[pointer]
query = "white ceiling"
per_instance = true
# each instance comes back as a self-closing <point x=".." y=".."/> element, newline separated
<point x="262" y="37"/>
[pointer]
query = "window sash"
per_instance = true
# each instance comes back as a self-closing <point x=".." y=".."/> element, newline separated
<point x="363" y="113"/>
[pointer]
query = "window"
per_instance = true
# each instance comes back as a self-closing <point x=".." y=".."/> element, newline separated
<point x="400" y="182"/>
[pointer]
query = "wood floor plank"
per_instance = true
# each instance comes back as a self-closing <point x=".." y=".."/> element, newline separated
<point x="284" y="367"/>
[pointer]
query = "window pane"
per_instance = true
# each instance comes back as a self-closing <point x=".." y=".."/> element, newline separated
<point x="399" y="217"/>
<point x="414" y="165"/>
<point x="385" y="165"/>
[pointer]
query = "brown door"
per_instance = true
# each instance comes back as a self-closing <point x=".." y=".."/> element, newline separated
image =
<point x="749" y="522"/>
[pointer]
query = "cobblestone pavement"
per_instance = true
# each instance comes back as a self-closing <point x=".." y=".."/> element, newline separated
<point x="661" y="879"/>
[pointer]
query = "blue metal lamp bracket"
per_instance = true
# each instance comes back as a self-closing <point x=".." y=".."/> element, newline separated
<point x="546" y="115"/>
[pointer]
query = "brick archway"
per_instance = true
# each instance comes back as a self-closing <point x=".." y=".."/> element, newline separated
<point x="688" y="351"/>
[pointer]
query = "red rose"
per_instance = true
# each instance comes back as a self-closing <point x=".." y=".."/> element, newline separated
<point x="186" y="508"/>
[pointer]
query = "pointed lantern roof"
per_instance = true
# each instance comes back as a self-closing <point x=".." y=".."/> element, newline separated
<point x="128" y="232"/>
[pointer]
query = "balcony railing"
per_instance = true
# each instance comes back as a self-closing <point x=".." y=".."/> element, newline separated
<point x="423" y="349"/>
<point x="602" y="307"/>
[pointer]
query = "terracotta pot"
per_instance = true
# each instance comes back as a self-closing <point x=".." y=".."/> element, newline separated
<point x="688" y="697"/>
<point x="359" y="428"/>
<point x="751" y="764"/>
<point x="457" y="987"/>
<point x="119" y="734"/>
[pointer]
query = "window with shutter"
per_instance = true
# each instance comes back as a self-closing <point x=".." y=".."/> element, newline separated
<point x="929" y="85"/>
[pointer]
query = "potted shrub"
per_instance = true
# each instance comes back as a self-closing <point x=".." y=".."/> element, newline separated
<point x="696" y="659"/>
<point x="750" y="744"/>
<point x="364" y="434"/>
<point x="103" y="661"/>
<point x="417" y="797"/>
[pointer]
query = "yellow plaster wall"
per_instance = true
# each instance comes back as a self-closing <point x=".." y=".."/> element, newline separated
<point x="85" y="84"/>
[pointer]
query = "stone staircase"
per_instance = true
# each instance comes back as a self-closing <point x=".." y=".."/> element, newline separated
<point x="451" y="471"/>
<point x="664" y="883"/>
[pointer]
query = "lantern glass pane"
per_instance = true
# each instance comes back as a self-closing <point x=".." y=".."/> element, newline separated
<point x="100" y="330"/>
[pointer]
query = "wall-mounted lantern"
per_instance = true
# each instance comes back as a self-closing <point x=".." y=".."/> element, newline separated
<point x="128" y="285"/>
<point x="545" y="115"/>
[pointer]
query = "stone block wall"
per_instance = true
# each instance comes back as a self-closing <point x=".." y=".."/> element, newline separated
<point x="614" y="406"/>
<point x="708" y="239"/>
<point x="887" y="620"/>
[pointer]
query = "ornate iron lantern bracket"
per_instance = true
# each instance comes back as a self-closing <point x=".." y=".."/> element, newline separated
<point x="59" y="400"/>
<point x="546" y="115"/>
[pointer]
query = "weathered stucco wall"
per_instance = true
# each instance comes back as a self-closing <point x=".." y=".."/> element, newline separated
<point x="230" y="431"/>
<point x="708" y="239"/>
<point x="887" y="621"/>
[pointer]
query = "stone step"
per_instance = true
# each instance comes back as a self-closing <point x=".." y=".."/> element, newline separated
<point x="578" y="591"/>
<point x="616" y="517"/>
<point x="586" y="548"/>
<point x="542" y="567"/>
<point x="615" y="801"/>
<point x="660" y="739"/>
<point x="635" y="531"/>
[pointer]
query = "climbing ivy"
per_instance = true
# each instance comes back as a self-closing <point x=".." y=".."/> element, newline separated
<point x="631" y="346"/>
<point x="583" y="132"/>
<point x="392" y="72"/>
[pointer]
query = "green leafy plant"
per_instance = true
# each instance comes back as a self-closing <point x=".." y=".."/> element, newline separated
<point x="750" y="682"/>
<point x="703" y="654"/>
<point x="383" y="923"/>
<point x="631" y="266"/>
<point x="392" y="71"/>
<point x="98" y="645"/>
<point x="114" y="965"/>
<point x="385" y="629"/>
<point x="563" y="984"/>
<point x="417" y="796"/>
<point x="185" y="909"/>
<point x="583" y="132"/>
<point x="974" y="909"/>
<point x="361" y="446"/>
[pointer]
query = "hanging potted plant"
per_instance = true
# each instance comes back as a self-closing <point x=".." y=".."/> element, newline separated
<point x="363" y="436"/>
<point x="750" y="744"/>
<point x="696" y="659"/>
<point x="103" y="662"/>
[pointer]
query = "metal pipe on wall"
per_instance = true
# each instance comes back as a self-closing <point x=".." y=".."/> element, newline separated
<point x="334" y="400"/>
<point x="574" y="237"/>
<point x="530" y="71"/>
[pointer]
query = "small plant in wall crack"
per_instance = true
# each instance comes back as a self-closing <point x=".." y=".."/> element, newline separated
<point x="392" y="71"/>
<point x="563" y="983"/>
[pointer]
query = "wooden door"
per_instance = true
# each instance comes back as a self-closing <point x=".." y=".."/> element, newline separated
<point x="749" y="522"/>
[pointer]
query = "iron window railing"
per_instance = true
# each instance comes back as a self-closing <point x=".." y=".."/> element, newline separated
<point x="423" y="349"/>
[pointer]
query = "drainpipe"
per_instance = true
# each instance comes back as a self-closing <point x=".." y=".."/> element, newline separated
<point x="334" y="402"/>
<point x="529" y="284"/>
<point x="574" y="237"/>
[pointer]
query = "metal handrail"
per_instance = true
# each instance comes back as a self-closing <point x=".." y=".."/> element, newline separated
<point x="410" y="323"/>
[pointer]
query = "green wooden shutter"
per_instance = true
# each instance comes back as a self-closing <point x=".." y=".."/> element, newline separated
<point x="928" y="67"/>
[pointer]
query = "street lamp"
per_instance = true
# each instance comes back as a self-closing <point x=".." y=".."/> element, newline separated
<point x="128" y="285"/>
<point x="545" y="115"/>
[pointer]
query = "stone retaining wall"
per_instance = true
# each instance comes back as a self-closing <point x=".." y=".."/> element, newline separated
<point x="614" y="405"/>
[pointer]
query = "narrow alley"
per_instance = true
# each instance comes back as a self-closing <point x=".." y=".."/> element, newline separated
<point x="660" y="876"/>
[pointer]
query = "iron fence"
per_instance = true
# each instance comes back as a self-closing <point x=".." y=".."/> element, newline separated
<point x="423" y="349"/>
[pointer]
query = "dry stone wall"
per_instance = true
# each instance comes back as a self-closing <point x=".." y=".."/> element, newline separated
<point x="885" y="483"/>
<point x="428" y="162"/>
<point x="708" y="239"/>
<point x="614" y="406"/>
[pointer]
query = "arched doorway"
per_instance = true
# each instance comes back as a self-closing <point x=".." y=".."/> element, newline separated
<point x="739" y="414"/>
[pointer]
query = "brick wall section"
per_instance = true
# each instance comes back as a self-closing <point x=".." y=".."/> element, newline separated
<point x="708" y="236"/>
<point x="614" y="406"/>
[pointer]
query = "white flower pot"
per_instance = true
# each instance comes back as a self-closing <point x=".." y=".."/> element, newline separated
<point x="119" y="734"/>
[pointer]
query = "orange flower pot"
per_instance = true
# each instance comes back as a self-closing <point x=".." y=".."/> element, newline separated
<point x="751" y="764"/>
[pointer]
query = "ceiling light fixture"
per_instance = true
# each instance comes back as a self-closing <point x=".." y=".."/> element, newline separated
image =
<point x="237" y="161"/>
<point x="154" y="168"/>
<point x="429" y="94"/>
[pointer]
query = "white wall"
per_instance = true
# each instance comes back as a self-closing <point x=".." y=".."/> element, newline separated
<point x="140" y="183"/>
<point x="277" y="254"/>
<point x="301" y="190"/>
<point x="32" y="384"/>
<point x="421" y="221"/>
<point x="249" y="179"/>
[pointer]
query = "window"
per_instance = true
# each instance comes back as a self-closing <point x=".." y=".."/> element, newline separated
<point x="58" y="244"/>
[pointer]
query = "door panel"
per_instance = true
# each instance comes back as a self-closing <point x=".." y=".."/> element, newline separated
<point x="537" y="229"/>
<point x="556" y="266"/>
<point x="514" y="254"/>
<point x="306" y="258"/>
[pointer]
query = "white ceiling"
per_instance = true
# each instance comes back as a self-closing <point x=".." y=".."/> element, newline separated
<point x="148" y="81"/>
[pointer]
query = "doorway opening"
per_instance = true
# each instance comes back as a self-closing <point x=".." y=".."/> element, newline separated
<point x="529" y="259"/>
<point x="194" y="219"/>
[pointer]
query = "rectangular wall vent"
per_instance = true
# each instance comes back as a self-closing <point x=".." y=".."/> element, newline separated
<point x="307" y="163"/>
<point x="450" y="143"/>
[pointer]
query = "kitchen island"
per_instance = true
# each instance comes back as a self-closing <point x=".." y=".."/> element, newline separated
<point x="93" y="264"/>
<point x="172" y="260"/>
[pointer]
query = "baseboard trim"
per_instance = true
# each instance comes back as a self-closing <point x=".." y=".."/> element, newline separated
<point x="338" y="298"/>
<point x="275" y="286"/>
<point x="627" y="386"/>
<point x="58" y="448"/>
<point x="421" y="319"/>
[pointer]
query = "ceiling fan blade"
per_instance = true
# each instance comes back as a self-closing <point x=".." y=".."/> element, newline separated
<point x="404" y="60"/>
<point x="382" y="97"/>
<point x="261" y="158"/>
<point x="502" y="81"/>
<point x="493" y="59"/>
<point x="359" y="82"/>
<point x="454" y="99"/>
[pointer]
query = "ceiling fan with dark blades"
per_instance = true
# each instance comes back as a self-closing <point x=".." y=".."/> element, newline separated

CHALLENGE: Locate each line in the listing above that contains the string "window" and copy those lines out.

OUTPUT FOR THIS EXERCISE:
query = "window sash"
query = "window"
query = "window pane"
query = "window with shutter"
query = "iron window railing"
query = "window"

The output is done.